*** Opening of Data excerpts ***

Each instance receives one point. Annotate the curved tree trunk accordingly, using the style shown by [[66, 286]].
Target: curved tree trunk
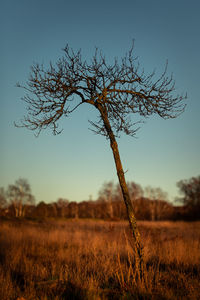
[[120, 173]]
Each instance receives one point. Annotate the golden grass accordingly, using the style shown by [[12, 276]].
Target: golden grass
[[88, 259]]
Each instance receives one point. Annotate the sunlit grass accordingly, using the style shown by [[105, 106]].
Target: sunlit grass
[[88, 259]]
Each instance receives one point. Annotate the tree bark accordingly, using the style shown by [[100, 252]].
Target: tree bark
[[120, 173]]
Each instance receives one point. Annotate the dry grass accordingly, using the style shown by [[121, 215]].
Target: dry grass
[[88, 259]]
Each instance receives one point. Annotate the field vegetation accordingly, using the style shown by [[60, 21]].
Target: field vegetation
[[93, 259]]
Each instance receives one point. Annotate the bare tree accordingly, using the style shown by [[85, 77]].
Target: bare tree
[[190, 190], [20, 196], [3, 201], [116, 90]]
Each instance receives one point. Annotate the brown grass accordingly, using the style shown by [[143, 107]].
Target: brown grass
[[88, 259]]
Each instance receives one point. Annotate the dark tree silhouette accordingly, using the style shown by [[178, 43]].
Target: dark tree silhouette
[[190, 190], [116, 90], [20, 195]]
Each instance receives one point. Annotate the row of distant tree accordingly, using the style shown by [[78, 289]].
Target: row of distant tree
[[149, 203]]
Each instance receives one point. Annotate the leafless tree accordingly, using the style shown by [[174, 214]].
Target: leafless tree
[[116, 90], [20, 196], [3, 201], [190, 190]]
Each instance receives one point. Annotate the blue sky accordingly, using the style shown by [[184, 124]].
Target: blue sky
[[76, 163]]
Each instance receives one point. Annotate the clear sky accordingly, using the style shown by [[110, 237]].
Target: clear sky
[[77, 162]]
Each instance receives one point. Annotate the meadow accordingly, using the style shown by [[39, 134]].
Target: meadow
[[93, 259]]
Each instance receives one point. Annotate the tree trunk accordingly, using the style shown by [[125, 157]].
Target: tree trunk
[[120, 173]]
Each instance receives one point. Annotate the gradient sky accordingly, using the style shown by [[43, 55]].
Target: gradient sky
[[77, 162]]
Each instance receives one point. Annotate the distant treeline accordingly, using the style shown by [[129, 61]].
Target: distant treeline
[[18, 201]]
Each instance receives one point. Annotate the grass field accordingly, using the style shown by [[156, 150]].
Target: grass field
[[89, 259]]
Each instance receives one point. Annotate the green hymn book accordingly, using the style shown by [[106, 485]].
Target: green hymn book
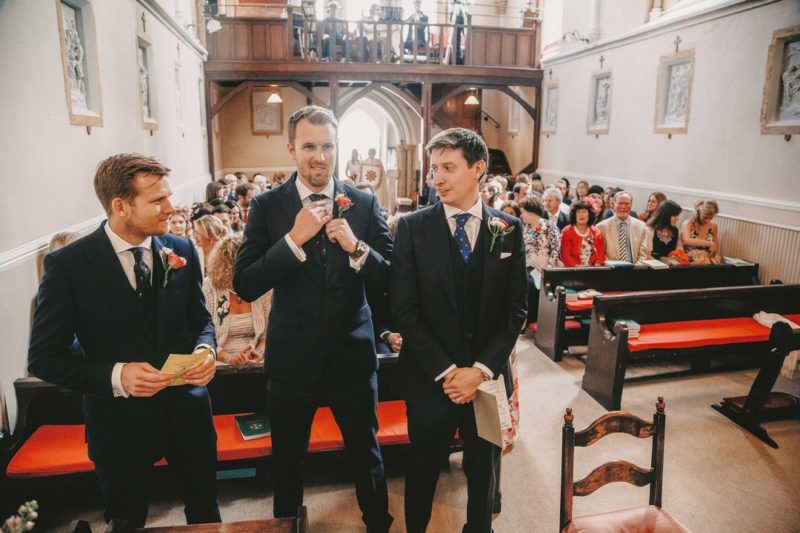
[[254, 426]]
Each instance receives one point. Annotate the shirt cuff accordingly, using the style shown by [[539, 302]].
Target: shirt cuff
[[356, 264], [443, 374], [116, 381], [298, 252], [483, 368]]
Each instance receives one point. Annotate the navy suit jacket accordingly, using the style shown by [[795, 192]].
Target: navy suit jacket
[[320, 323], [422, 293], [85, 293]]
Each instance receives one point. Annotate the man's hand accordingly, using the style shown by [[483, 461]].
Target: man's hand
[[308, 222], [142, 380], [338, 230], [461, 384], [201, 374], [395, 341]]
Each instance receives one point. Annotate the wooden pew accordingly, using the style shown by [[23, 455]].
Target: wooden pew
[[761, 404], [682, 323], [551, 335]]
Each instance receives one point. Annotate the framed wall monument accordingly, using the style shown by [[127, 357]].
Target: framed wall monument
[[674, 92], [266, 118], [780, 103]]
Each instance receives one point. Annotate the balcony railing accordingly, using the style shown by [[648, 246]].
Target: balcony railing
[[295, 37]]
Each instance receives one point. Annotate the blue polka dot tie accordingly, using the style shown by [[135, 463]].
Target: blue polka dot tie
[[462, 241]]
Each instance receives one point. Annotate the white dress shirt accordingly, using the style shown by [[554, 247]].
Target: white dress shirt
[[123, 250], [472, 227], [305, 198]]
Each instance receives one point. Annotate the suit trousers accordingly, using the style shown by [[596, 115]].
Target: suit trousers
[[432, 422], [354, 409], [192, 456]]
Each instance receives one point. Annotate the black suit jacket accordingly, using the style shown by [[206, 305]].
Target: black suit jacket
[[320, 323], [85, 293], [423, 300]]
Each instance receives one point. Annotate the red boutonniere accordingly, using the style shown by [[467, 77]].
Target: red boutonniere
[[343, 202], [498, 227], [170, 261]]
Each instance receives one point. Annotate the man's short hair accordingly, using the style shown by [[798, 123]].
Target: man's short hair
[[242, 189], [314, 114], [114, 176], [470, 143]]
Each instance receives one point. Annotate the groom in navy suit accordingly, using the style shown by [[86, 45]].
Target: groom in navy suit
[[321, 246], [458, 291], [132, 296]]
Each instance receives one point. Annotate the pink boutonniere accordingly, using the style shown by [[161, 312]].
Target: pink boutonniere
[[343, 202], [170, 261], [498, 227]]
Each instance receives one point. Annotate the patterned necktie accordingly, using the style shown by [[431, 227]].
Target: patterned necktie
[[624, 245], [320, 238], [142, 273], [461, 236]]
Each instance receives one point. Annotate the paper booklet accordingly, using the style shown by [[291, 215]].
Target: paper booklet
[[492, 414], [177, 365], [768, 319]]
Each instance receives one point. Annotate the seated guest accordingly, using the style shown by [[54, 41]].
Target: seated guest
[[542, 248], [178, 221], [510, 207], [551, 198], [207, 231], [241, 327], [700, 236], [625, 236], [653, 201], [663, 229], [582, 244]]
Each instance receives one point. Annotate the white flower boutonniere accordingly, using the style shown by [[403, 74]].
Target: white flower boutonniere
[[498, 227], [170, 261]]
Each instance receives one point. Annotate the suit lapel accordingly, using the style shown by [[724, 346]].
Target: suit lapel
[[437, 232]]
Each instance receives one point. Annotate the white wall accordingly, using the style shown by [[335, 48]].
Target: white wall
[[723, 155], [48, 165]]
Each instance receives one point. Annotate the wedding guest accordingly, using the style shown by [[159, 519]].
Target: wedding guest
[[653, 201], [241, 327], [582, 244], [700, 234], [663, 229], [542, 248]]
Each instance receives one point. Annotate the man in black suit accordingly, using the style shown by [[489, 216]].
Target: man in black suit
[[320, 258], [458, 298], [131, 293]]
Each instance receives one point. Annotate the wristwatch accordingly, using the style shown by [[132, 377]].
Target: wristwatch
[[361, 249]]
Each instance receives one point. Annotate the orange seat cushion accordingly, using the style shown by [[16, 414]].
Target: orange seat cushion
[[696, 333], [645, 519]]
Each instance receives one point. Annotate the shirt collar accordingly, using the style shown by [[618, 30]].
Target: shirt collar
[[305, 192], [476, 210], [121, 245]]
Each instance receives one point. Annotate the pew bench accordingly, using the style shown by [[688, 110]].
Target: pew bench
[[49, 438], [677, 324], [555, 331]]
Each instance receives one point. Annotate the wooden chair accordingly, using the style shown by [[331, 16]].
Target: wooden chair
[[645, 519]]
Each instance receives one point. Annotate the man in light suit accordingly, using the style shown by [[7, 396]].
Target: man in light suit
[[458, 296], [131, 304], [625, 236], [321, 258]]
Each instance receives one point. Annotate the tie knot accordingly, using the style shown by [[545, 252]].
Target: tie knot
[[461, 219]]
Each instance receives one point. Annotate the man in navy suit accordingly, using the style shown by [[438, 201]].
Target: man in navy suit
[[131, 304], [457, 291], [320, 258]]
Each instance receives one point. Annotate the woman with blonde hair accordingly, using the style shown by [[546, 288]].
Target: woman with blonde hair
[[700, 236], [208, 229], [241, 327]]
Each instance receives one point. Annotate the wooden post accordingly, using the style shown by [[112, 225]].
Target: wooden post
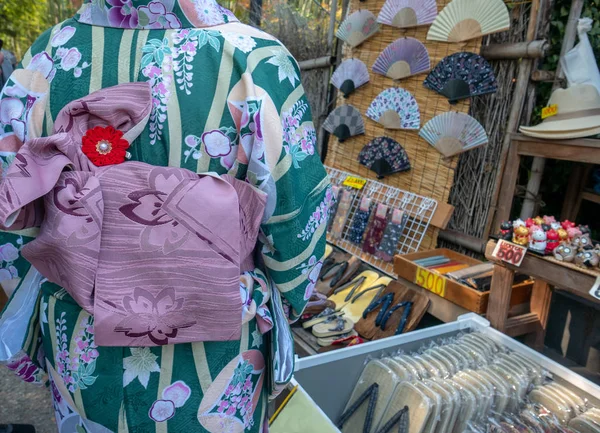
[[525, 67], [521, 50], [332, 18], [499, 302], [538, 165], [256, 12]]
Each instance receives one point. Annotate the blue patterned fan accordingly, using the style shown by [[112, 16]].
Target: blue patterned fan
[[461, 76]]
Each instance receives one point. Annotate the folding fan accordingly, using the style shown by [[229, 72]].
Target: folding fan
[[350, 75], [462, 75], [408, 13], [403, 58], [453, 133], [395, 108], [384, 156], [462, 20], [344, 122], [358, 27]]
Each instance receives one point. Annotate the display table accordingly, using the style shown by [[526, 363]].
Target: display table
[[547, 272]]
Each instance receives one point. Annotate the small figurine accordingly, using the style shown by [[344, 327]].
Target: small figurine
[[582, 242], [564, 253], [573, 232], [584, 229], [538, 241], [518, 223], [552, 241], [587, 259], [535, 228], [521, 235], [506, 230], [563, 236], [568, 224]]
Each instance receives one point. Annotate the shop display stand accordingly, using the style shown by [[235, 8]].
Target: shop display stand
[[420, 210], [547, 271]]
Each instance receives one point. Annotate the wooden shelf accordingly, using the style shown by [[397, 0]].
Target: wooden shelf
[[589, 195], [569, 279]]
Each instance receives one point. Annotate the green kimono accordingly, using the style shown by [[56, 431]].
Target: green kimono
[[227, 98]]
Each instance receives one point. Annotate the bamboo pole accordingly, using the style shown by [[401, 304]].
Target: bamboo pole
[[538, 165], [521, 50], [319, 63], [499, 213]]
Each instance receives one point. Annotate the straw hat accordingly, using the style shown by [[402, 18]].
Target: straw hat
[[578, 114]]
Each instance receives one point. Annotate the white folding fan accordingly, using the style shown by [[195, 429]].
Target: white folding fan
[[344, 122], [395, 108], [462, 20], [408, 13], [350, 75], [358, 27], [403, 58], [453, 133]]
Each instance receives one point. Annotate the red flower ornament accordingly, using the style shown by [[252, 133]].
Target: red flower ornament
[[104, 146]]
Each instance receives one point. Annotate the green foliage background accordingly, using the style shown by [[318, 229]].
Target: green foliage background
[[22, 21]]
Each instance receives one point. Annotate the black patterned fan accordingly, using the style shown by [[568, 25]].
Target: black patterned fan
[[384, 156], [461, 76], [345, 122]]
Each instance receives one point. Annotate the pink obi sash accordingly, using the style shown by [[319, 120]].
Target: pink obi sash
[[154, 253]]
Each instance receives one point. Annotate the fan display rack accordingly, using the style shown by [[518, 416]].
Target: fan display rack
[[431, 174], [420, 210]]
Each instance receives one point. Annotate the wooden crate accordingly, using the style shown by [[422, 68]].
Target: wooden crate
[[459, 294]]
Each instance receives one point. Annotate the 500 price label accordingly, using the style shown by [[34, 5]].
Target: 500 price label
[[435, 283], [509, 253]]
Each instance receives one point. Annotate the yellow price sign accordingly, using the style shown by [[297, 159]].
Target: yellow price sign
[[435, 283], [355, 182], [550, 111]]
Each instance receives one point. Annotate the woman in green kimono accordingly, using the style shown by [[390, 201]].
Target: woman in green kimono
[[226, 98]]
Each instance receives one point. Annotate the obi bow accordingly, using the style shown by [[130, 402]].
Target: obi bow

*** Close of Data excerpts ***

**Exercise requirements:**
Return exactly the lines in the records above, beginning with the one that holds "Each instance receives one point. Annotate the white folding" and ending with the last.

**Result of this exercise:**
Each instance receives one point. Annotate the white folding fan accordingly, using the style shown by [[195, 429]].
Target: white folding fan
[[344, 122], [395, 108], [462, 20], [408, 13], [350, 75], [358, 27], [403, 58], [453, 133]]
Each instance receives one point. Annotate the red flower ornament accordingly, using the style shown by [[252, 133]].
Target: red flower ornament
[[104, 146]]
Each instance receives one point. Annotate the green foliage background accordingly, using the style shown by [[318, 229]].
Target: green foliage background
[[22, 21]]
Each instance receives one point. Annotate the black patterned fan accordingly, using the style shown by [[568, 25]].
Target: black patterned fan
[[384, 156], [461, 76], [345, 122]]
Each instance receives one point. Annotate the pink obi sash accordingly, using the style shown by [[319, 120]].
Target: pink obi sash
[[154, 253]]
Each instance receives one point. Annotate the fan display rack accordingly, using the style shown by [[518, 416]].
Target: fan display rack
[[431, 174], [420, 210]]
Each instance receives one point. Annotate the wooden crate accordingly, using the style shown by [[422, 68]].
Target: wooden crate
[[459, 294]]
Each instance receives one point. Annotate the 500 price label accordingly, using the style shown by [[34, 5]].
Target: 500 price label
[[435, 283], [509, 253]]
Each instance receives one point. Annotate the yellow price sign accordingly, using the style shown by [[297, 159]].
Target: yellow price sign
[[435, 283], [355, 182], [550, 111]]
Each instance receives one point. Annotate the woman in green kimono accordingly, using the style shown by [[390, 201]].
Target: woman in green kimono
[[226, 98]]
Each instance receives one point. Annotate the obi bow accordingly, using the style shown by [[130, 402]].
Target: obi bow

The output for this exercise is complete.